Record excerpts >>
____________________
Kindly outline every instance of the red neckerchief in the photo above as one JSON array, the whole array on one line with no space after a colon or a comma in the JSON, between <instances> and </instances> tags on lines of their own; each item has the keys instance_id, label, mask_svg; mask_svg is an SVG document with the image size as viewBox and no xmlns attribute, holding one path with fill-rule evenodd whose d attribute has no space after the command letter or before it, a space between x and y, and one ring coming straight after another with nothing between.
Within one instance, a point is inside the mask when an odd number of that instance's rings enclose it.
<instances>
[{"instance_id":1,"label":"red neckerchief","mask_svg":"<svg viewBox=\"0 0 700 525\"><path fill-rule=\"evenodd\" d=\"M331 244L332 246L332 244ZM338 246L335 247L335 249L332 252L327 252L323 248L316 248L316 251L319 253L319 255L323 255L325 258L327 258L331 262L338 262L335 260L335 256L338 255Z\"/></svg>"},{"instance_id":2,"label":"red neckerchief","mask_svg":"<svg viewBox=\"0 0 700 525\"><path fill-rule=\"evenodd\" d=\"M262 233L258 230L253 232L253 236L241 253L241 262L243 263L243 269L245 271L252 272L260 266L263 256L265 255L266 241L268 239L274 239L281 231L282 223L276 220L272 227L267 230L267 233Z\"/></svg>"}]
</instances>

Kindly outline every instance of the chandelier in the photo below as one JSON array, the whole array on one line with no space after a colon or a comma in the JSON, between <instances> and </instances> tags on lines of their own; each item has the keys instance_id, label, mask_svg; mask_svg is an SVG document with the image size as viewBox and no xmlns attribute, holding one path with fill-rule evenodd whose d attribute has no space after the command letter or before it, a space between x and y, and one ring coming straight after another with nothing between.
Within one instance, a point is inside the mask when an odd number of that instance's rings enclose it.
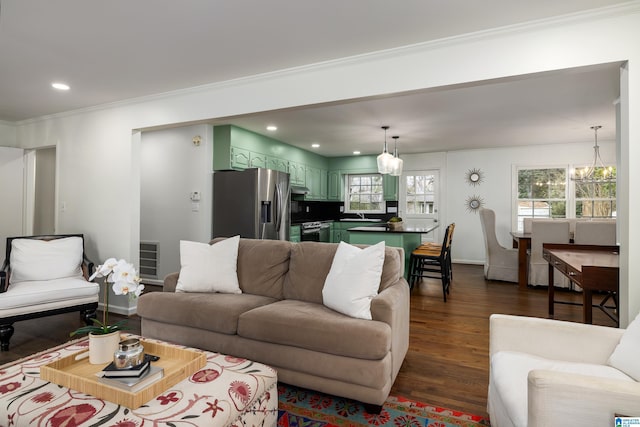
<instances>
[{"instance_id":1,"label":"chandelier","mask_svg":"<svg viewBox=\"0 0 640 427\"><path fill-rule=\"evenodd\" d=\"M613 176L613 168L605 166L600 158L600 147L598 146L598 129L602 126L591 126L595 135L595 145L593 146L593 164L576 169L571 174L571 180L582 183L612 182L616 178Z\"/></svg>"},{"instance_id":2,"label":"chandelier","mask_svg":"<svg viewBox=\"0 0 640 427\"><path fill-rule=\"evenodd\" d=\"M382 129L384 129L384 149L378 155L378 173L388 174L393 171L394 157L387 150L387 129L389 126L382 126Z\"/></svg>"}]
</instances>

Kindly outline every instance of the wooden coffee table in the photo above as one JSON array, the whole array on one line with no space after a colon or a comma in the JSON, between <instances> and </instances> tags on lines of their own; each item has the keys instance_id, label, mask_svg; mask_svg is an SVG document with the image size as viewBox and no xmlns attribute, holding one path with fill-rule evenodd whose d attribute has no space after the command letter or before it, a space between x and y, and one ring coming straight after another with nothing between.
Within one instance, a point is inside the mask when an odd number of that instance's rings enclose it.
<instances>
[{"instance_id":1,"label":"wooden coffee table","mask_svg":"<svg viewBox=\"0 0 640 427\"><path fill-rule=\"evenodd\" d=\"M112 426L276 424L275 370L233 356L203 352L203 368L137 409L40 378L41 366L84 352L88 345L81 339L0 366L0 425L80 425L87 420Z\"/></svg>"}]
</instances>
____________________
Task brief >> Please print the entries exactly as they stand. Images are not part of the copy.

Solved exercise >>
Kindly outline every instance of the red neckerchief in the photo above as one JSON array, the whole array on one line with no space after a colon or a comma in the JSON, between <instances> and </instances> tags on lines of their own; each item has the keys instance_id, label, mask_svg; mask_svg is an SVG document with the image size as viewBox and no xmlns attribute, holding one path with fill-rule evenodd whose d attribute has no space after the command letter or before it, a space between x and y, and one ring coming straight after another with nothing between.
Within one instance, a point is inside the mask when an odd number of that instance's rings enclose it.
<instances>
[{"instance_id":1,"label":"red neckerchief","mask_svg":"<svg viewBox=\"0 0 700 525\"><path fill-rule=\"evenodd\" d=\"M331 244L332 246L332 244ZM338 246L335 247L335 249L332 252L327 252L323 248L316 248L316 251L319 253L319 255L323 255L325 258L327 258L331 262L338 262L335 260L335 256L338 255Z\"/></svg>"},{"instance_id":2,"label":"red neckerchief","mask_svg":"<svg viewBox=\"0 0 700 525\"><path fill-rule=\"evenodd\" d=\"M262 233L258 230L253 232L253 236L241 253L241 262L243 263L243 269L245 271L252 272L260 266L263 256L265 255L266 241L268 239L274 239L281 231L282 223L276 220L272 227L267 230L267 233Z\"/></svg>"}]
</instances>

Kindly outline every instance of the chandelier in the photo below as one JSON array, the whole array on one line with no space after a colon or a comma in the JSON, between <instances> and </instances> tags on lines of their own; each item has the keys instance_id, label, mask_svg; mask_svg is an SVG document with the image size as viewBox and no xmlns attribute, holding one path with fill-rule evenodd whose d attribute has no space after the command letter or before it, a space between x and y, and one ring coming straight after another with nothing between.
Within one instance, a point is inside the mask when an odd number of that instance's rings enclose it.
<instances>
[{"instance_id":1,"label":"chandelier","mask_svg":"<svg viewBox=\"0 0 640 427\"><path fill-rule=\"evenodd\" d=\"M613 176L613 168L605 166L600 158L600 147L598 146L598 129L602 126L591 126L595 135L595 145L593 146L593 164L576 169L571 174L571 180L582 183L612 182L616 178Z\"/></svg>"},{"instance_id":2,"label":"chandelier","mask_svg":"<svg viewBox=\"0 0 640 427\"><path fill-rule=\"evenodd\" d=\"M382 129L384 129L384 149L378 155L378 173L388 174L393 171L394 157L387 150L387 129L389 126L382 126Z\"/></svg>"}]
</instances>

Kindly outline every instance of the wooden coffee table in the photo above as one JSON array, the whole array on one line with no space after a colon or a comma in the JSON, between <instances> and </instances> tags on lines of their own; each item has the keys instance_id, label, mask_svg; mask_svg is an SVG document with the image size as viewBox and no xmlns attribute, holding one path with fill-rule evenodd whose d attribute has no space after the command letter or before it, a space between x and y, and one ring coming straight after another with nothing between.
Within one instance, a point is inside the mask when an odd number of that instance's rings enclose it.
<instances>
[{"instance_id":1,"label":"wooden coffee table","mask_svg":"<svg viewBox=\"0 0 640 427\"><path fill-rule=\"evenodd\" d=\"M112 426L276 424L275 370L233 356L203 352L203 368L137 409L40 378L41 366L84 352L88 345L81 339L0 366L0 425L80 425L87 420Z\"/></svg>"}]
</instances>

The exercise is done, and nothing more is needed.